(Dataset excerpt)

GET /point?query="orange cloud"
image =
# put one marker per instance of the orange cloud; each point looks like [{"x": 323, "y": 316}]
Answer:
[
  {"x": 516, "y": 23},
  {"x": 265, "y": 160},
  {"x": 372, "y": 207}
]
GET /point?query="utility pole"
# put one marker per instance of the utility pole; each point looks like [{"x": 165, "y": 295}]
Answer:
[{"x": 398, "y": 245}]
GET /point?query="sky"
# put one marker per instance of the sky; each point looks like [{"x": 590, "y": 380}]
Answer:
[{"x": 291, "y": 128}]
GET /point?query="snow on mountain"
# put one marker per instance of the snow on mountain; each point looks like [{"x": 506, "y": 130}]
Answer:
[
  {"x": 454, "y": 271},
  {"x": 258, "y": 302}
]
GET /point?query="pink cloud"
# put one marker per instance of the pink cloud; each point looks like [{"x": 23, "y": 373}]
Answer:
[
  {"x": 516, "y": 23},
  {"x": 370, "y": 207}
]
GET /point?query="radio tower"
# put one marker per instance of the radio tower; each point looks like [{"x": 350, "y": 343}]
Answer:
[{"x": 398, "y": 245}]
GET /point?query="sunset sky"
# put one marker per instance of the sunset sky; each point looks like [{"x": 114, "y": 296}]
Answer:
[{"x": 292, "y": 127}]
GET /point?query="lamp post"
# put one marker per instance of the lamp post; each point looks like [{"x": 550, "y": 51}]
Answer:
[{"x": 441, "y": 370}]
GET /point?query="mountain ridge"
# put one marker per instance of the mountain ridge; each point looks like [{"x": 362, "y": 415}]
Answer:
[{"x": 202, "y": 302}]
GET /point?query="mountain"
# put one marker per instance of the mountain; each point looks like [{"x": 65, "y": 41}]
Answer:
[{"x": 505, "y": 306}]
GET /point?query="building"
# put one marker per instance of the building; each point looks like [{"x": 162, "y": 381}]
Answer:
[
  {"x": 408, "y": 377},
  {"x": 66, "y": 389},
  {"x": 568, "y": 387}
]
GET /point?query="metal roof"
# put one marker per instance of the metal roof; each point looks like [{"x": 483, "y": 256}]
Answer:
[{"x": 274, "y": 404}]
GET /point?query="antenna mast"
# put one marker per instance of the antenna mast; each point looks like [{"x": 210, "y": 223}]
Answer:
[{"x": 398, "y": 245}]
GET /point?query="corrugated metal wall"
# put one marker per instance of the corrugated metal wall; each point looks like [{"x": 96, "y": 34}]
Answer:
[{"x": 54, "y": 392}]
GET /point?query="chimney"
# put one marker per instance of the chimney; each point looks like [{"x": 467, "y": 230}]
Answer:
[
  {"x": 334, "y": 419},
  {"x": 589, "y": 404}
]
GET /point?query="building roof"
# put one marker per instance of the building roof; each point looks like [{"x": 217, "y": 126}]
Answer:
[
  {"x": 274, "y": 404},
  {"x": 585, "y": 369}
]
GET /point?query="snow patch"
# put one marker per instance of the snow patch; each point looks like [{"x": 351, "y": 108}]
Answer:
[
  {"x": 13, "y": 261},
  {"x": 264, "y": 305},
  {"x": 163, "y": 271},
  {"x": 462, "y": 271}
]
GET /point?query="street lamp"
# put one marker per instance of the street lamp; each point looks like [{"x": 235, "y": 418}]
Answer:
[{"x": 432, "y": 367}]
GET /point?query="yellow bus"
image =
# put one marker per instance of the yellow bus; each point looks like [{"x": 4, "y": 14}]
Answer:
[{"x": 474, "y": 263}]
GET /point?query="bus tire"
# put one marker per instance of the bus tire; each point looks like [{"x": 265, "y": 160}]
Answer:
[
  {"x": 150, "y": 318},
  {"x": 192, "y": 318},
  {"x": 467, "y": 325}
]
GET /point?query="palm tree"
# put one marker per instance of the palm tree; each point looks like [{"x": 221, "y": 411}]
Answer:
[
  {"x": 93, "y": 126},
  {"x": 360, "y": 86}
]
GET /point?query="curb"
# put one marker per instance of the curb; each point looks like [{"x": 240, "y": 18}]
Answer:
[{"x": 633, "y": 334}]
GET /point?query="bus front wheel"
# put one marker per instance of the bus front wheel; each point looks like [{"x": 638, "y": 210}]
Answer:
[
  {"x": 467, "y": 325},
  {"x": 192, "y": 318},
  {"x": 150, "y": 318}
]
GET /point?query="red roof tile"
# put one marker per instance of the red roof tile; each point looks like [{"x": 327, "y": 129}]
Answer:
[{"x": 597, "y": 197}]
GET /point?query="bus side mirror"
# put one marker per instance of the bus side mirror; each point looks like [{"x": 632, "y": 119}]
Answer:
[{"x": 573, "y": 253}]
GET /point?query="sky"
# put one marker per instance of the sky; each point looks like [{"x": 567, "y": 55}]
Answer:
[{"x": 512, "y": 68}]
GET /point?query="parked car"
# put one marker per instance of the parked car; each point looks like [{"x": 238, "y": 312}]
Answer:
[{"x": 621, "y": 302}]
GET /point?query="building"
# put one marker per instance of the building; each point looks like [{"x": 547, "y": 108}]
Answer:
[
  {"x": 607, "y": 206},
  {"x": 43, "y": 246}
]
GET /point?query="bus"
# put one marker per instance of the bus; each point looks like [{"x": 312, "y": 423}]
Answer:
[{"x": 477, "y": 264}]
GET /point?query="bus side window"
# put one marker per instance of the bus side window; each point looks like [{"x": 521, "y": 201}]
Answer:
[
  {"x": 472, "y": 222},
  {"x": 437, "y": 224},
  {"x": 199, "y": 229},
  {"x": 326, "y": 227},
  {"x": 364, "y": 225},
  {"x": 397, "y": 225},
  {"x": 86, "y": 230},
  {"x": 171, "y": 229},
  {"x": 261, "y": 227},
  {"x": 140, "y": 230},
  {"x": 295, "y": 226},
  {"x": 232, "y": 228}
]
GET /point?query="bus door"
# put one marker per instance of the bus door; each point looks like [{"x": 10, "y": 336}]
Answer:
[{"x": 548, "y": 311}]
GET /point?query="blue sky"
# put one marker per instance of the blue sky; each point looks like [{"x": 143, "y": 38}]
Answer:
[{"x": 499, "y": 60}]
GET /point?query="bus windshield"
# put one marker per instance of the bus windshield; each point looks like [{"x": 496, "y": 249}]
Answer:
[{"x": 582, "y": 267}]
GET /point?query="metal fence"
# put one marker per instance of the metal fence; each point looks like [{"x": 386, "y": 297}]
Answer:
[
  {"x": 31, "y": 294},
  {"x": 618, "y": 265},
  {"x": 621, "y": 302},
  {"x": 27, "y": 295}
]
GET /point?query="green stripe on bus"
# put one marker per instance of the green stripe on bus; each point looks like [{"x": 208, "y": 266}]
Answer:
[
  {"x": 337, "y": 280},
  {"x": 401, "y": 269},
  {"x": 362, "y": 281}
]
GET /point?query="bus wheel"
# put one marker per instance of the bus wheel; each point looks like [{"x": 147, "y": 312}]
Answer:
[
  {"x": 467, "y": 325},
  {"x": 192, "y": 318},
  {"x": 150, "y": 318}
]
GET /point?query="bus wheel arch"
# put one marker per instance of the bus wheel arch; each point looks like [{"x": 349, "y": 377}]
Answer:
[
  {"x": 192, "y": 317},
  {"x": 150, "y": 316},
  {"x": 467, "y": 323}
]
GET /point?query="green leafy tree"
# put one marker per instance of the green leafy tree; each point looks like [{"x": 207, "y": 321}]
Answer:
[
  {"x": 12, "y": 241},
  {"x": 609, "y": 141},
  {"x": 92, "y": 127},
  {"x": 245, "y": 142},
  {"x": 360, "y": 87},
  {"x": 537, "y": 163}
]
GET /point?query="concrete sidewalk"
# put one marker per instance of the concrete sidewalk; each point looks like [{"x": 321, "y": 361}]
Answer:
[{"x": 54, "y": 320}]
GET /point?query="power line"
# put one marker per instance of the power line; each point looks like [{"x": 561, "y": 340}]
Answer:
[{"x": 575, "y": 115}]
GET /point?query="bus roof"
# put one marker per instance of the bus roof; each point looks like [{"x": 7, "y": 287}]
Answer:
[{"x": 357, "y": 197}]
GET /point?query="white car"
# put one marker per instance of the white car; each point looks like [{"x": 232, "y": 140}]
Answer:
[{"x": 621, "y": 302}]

▶ **To be done**
Which lines in the material above contain the string "mast", matching case exactly? Copy each of those lines.

▶ **Task response**
GET /point?query="antenna mast"
# put one marker per instance of the antenna mast; each point looks like [{"x": 210, "y": 223}]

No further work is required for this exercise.